TASK BRIEF: Print the listing exactly.

EXTRACTED DATA:
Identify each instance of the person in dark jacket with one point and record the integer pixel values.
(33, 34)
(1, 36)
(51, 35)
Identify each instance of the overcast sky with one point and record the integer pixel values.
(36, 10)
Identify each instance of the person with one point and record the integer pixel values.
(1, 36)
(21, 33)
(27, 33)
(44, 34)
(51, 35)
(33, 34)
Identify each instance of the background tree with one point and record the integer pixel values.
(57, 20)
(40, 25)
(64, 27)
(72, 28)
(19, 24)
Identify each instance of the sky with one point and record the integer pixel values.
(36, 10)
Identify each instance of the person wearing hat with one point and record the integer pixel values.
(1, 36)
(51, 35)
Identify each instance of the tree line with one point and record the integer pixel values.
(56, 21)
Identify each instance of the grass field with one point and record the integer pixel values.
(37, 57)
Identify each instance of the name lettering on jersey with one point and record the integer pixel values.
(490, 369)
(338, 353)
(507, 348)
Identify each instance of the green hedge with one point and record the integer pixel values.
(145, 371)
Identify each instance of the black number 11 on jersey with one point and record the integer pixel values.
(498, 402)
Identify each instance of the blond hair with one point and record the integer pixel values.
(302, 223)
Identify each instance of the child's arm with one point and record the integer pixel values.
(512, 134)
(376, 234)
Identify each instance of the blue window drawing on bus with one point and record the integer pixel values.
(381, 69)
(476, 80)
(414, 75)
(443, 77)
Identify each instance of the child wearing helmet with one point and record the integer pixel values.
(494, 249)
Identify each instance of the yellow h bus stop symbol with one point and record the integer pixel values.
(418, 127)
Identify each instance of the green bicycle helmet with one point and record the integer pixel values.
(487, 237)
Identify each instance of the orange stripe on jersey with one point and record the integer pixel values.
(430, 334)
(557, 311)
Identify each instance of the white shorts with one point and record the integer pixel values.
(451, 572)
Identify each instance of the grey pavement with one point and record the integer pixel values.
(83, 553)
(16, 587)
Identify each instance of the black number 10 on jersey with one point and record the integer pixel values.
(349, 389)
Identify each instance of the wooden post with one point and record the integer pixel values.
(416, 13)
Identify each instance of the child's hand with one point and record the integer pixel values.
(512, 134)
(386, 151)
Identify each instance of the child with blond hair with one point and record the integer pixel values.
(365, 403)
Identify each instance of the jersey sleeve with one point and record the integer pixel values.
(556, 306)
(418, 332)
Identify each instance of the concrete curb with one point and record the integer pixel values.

EXERCISE RESULT:
Identify each instance of the person in dark jacket with one point and record the integer pixel values.
(33, 34)
(1, 36)
(51, 35)
Identify each instance of the overcast sky with one point and record the integer pixel values.
(36, 10)
Identify each instance of the person with one point and record the integer pixel values.
(1, 36)
(21, 33)
(27, 33)
(44, 34)
(51, 35)
(33, 34)
Identify each instance of the background tree with one point and record the integer pixel values.
(57, 20)
(40, 25)
(64, 27)
(72, 28)
(19, 24)
Identify each instance of the sky with one point and record the integer pixel values.
(36, 10)
Identify each instance of the person wearing hat with one point and record the integer pixel values.
(1, 36)
(51, 35)
Identify each instance of the tree line with one point and record the integer pixel values.
(56, 21)
Identify each instance of the grass field with one point and record the integer pixel values.
(37, 57)
Identify each instance of the name lettering on jersey with one point and record the integer pixel values.
(490, 369)
(338, 353)
(507, 348)
Identify each instance of the green hedge with one point and record the integer pixel values.
(145, 371)
Identify each instance of the black number 11 on jersey with one point and record the integer pixel values.
(498, 402)
Identify each instance of the blond hair with one point and record the integer pixel values.
(302, 223)
Identify each instance of the child's arm with one point and record the integer pixel values.
(512, 134)
(376, 234)
Identify each instance of the blue window drawing on bus with one point and record the integer pixel values.
(381, 69)
(476, 80)
(414, 75)
(443, 77)
Identify each instance of the child wearing helmet with one point and record the integer pixel values.
(494, 249)
Identify each instance of the yellow h bus stop symbol with one point and record the integer pixel values.
(418, 127)
Identify each instance of the green bicycle helmet with one point and record the integer pixel values.
(487, 237)
Identify each instance of the orange stripe on jersey with one point and record the integer pixel values.
(430, 334)
(557, 311)
Identify each instance of the white shorts with one point and record the integer pixel values.
(451, 572)
Identify each instance of the grey pavement with one point and record the integer pixel values.
(83, 553)
(16, 587)
Identify each instance of the black number 10 on jersey with one point and record the integer pixel values.
(349, 389)
Identify each instance of the wooden post with one point and record the integer pixel values.
(416, 13)
Identify each instance of the child's hand with one point and record the integer pixel values.
(512, 134)
(386, 151)
Identify each instance of the child with blond hair with one point and record the integer pixel values.
(365, 403)
Identify each instance of the jersey sleeve with one point and record the integer pixel values.
(556, 306)
(418, 332)
Identify each instance of the concrete curb with one point and record the integer pixel values.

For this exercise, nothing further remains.